Lines before the one containing "the rocky ridge" are excluded; reproduce that line and all lines after it in the entries below, exactly.

* * *

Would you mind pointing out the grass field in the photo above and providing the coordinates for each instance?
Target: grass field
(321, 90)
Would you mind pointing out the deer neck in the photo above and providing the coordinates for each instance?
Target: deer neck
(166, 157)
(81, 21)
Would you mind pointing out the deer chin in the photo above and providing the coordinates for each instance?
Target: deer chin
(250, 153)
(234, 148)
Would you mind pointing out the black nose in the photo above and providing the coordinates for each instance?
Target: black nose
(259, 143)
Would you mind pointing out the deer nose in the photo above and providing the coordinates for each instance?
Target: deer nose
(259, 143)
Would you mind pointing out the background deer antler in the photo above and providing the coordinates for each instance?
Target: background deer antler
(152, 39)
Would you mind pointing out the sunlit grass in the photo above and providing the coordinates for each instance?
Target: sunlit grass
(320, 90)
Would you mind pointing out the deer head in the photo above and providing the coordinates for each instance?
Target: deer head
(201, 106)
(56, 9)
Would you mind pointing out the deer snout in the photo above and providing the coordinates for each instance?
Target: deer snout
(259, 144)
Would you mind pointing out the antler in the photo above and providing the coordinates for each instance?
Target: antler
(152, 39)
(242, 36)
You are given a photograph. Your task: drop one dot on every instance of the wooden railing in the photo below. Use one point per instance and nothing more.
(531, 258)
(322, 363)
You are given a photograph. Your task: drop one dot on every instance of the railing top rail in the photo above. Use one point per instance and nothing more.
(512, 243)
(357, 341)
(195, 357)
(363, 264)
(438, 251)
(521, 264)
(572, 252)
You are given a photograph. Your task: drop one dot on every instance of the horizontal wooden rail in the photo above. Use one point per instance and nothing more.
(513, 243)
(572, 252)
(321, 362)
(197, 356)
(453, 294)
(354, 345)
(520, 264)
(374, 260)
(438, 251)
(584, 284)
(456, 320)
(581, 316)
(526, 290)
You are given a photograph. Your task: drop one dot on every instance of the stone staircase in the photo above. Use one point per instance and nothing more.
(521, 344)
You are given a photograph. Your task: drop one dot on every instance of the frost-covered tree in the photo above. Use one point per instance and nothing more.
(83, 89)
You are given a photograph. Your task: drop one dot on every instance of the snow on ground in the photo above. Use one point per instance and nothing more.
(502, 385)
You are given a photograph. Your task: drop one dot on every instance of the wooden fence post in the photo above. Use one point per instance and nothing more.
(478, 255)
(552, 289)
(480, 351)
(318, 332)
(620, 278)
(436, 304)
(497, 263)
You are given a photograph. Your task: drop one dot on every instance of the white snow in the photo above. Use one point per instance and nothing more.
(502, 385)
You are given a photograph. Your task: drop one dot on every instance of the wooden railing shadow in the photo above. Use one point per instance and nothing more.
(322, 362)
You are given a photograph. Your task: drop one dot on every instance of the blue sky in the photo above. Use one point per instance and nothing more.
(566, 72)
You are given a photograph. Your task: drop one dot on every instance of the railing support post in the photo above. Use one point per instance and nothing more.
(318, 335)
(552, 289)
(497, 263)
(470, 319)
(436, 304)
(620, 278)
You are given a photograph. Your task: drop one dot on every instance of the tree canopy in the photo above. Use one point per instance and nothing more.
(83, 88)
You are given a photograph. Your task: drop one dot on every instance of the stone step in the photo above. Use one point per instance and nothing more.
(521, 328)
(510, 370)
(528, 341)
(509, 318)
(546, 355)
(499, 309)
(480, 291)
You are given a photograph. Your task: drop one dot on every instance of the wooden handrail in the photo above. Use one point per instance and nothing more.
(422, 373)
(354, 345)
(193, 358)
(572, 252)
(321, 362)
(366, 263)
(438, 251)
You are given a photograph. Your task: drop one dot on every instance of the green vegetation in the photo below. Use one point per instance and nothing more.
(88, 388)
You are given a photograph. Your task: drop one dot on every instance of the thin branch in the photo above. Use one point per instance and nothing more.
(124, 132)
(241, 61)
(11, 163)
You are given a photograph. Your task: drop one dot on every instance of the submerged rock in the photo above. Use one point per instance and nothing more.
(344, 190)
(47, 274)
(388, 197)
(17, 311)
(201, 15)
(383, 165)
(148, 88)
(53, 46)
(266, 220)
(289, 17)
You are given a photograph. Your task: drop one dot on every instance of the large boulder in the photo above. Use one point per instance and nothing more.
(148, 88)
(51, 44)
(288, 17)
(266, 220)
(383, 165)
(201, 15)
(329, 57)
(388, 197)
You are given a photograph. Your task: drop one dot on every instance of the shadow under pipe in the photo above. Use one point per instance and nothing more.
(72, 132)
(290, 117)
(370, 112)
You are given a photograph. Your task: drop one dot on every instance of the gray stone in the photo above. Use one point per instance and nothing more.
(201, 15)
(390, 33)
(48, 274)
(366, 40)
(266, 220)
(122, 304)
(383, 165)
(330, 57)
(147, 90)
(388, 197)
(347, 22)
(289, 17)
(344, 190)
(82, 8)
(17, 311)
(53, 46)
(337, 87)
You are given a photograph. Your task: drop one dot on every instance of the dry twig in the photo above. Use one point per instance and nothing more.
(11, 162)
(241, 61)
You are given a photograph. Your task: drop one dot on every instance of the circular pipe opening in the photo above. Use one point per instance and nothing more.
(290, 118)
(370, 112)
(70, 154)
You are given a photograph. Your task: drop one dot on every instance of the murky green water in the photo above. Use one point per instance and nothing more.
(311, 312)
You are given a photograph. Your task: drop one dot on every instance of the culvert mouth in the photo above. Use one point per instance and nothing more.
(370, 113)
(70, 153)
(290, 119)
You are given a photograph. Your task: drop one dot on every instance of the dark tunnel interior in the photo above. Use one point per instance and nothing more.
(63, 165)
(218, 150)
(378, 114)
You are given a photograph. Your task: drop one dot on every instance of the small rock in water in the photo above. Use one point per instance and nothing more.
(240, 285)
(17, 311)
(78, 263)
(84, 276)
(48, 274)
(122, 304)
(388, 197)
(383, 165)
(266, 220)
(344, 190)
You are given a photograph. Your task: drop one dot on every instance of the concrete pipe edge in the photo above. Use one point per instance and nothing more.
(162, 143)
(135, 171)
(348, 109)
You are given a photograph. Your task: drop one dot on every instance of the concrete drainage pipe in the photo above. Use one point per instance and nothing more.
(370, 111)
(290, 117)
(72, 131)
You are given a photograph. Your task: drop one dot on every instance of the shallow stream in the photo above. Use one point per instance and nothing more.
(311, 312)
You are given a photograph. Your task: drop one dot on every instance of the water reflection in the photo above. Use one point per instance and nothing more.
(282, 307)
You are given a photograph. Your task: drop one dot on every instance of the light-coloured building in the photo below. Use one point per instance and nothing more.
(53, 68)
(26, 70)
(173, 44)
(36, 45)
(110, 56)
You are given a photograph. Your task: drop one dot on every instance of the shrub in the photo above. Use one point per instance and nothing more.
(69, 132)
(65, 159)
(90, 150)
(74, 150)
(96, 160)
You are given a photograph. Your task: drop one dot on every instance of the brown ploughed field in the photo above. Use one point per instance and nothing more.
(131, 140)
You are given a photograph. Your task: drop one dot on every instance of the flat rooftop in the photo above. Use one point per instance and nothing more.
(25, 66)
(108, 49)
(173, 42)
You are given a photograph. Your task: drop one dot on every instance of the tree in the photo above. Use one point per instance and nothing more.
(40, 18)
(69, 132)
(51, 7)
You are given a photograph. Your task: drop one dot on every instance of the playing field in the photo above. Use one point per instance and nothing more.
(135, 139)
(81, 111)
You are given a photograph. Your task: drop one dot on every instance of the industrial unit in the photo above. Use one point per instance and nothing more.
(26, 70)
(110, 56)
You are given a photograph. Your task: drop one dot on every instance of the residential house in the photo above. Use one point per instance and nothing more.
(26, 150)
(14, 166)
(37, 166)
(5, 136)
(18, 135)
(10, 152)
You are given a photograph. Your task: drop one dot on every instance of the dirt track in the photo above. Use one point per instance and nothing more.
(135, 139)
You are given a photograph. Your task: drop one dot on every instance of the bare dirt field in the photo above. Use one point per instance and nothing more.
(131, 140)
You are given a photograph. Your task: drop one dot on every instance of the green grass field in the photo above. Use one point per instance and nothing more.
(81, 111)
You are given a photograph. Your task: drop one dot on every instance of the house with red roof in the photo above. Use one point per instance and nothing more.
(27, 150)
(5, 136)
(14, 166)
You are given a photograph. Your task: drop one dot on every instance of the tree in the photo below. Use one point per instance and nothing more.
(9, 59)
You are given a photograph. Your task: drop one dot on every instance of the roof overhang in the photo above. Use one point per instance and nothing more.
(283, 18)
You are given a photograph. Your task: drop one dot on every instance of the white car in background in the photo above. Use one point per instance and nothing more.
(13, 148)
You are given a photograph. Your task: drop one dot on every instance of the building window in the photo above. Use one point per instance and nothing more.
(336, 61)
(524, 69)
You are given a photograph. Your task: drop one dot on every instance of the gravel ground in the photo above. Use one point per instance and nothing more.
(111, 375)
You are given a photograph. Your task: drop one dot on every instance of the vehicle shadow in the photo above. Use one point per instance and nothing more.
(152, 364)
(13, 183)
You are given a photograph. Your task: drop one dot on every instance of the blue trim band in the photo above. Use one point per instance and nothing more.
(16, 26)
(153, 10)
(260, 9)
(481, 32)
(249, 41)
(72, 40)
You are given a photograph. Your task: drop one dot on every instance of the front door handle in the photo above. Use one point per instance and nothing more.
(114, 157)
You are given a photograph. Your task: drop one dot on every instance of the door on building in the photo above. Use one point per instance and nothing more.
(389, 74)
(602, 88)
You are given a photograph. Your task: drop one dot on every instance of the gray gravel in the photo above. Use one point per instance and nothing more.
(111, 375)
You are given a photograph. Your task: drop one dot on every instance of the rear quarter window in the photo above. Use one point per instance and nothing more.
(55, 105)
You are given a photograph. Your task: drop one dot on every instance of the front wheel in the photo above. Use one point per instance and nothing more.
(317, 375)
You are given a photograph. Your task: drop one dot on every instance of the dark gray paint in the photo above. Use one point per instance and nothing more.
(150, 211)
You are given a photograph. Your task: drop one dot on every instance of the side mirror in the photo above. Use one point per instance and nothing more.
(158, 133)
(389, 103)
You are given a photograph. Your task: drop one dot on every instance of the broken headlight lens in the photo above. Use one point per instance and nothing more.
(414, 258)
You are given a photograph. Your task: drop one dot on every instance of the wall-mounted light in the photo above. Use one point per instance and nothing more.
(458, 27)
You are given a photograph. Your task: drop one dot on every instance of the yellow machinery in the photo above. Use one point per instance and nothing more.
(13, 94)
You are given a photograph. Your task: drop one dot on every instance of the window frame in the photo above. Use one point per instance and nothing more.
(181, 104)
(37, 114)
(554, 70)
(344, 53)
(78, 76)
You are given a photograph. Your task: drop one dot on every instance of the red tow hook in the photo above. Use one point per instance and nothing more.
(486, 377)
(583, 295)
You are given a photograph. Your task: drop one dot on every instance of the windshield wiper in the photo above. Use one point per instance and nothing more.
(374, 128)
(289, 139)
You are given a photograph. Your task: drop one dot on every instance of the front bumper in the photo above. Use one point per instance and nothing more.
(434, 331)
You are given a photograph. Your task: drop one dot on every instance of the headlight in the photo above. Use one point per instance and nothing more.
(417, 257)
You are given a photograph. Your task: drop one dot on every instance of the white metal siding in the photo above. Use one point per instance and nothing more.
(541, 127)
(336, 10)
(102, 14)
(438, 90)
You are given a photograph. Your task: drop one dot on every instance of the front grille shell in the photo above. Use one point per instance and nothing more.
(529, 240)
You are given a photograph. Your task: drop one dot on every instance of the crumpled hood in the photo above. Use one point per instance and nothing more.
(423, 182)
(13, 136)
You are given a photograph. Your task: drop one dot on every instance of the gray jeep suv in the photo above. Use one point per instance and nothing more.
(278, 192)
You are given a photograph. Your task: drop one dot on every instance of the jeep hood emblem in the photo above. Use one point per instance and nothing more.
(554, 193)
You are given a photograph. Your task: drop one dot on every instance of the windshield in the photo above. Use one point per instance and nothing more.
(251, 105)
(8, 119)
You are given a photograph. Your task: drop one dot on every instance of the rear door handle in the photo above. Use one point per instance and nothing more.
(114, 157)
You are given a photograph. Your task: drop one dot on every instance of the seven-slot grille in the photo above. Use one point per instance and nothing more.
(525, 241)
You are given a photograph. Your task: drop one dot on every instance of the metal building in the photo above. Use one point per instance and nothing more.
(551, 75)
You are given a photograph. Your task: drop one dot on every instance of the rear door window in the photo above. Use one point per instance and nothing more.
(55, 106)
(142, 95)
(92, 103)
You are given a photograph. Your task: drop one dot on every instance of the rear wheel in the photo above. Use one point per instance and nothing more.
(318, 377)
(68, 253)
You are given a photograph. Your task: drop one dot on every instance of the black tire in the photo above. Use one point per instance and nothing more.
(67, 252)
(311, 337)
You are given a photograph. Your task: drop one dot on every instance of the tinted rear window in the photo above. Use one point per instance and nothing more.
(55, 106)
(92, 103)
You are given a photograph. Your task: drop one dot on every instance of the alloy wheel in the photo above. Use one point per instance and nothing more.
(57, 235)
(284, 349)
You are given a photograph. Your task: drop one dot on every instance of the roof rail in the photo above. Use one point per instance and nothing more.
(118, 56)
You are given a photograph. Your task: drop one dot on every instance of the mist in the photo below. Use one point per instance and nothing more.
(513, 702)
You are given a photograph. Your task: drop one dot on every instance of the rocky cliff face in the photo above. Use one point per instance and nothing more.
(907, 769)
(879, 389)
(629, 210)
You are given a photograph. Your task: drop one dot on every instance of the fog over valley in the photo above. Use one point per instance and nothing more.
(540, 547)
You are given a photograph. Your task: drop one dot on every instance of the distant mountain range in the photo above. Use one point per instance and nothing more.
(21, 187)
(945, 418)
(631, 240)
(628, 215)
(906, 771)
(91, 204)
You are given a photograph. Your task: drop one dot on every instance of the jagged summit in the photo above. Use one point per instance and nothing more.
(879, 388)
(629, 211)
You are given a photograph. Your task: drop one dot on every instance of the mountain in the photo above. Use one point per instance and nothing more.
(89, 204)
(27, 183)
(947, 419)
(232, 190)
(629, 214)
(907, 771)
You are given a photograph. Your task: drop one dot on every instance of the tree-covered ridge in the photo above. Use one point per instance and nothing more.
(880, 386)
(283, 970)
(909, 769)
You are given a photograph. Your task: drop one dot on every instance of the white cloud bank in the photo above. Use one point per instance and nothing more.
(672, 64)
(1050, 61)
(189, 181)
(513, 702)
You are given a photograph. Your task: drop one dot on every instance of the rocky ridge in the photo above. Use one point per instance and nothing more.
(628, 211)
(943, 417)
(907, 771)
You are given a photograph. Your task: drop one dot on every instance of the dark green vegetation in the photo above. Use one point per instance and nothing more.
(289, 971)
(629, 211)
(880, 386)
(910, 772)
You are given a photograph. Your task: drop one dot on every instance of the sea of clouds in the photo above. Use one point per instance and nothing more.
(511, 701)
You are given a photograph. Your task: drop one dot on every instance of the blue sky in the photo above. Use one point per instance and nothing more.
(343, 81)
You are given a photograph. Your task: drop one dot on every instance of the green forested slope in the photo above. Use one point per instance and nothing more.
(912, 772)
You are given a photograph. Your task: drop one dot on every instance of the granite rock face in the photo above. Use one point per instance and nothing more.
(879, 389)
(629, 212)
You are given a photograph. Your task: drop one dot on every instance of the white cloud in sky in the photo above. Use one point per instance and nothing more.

* * *

## Complete response
You are given a photograph. Your task: drop one dot on every instance of the rocky ridge in the photo above. Use one point per instance and nothing more.
(628, 211)
(943, 417)
(907, 771)
You are given a photograph. Your task: drop one dot on every instance of the dark green vegetation in the photo above. Use one point per instance and nothing more.
(289, 971)
(629, 211)
(880, 386)
(910, 772)
You are given a photograph. Your task: drop one dot on every instance of the sea of clouds in the photo above. Use one point per instance and nothing more.
(511, 701)
You are given a photograph. Your task: drop one dot on every instance of the blue sky in the photo above. Use one point per instance and nothing more.
(343, 81)
You are given a photograph. Your task: drop one dot on every instance of the green forested slope in the photo above. Use one point per instance and nothing more.
(912, 772)
You are given a photograph. Your task: drop one dot on every instance of the granite rock face in the photo above. Use one point per instance and nothing more.
(879, 389)
(629, 212)
You are given a photograph. Your task: drop one dot on every instance of the white cloud in sky in the photo above. Use one point per instance and nothing more.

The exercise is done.